[Supplied text]
══════════

Entering into a business partnership can have many benefits. Partners can pool their knowledge, resources, and contacts to achieve their maximum potential. There may come a time, however, when partners need to go their separate ways. Whether amicable or contentious, the dissolution of a partnership can be complicated and must be handled with care.
Withdrawal of a Partner
The process of dissolution will depend on whether one partner is leaving the company, or the business is being terminated entirely. If one partner wishes to end their involvement in the business, it is possible for them to sell their shares, either to the other partners or to another party. A buy-sell agreement among the partners dictates who can buy into the business; this is essential to protect the remaining partners from unwanted affiliates, as well as divorced spouses who may try to claim some share of ownership.
Terminating the Business
If the partners intend to shut the business down, the original partnership agreement may have an outline of how to proceed. If it does not, or if the agreement needs to be amended or clarified, the partners can draw up a partnership dissolution agreement. This document divides the responsibilities among the partners and sets deadlines for when the business is to be officially shuttered. The business will remain active until operations cease and the business’s assets have been distributed, allowing the partners to tie up any loose ends. The partners must also file a formal statement of dissolution with the agency that licensed the business. Each state has its own procedure for properly dissolving a business that must be followed; if not, the parties may be vulnerable to legal action.
It is important to note that filing for dissolution does not absolve the business of debts, including taxes and amounts owed to the partners themselves, and these will need to be paid before the business can officially close. The partners must contact their creditors and give them a date by which outstanding claims must be received. If the business does not have enough assets to cover all of its debts at the time of termination, the partners themselves must make up the difference. If there are remaining assets, they must be liquidated and accounted for before being divided among the partners based on each partner’s share of the business.

══════════

[Material]
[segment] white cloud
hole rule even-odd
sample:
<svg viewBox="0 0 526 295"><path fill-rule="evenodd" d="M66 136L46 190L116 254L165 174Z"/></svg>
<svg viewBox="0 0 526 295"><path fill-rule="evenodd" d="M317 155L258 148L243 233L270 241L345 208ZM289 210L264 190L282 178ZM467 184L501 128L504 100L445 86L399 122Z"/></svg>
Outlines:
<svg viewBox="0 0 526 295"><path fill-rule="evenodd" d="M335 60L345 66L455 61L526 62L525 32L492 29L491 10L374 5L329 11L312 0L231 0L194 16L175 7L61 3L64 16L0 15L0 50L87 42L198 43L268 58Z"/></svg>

══════════

[Stated task 1] Retype the stretch of the partnership dissolution text from "It is important" through "of the business." word for word.
[Stated task 2] Write the next part of the text on dissolving a business partnership, picking up after its final sentence.

[Task output 1]
It is important to note that filing for dissolution does not absolve the business of debts, including taxes and amounts owed to the partners themselves, and these will need to be paid before the business can officially close. The partners must contact their creditors and give them a date by which outstanding claims must be received. If the business does not have enough assets to cover all of its debts at the time of termination, the partners themselves must make up the difference. If there are remaining assets, they must be liquidated and accounted for before being divided among the partners based on each partner’s share of the business.

[Task output 2]
Having a strong partnership agreement in place can make the process of dissolution much smoother. When interested parties decide to enter a partnership, they should take the time to consider how to handle multiple dissolution scenarios, including when one or more partners want to withdraw from the business or when the business is closing. The partnership agreement also specifies whether the business is a general partnership or a limited liability partnership, which determines how liable the partners are for the actions or inactions of another partner. This liability may still hold in some situations after the business is dissolved, so it is important to clarify at the outset.
Philadelphia Business Attorneys at Harty Law Group Provide Innovative Solutions for Complex Dissolutions
The business attorneys at Harty Law Group have the knowledge and resources to handle complex partnership dissolution cases and contract disputes. Armed with years of experience and the latest technology, we are committed to protecting our clients’ interests in any scenario. Located in the heart of Old City, we provide comprehensive representation to clients throughout the Philadelphia area. Call us today at 267-383-3899 or contact us online to discuss your case with a Philadelphia business attorney.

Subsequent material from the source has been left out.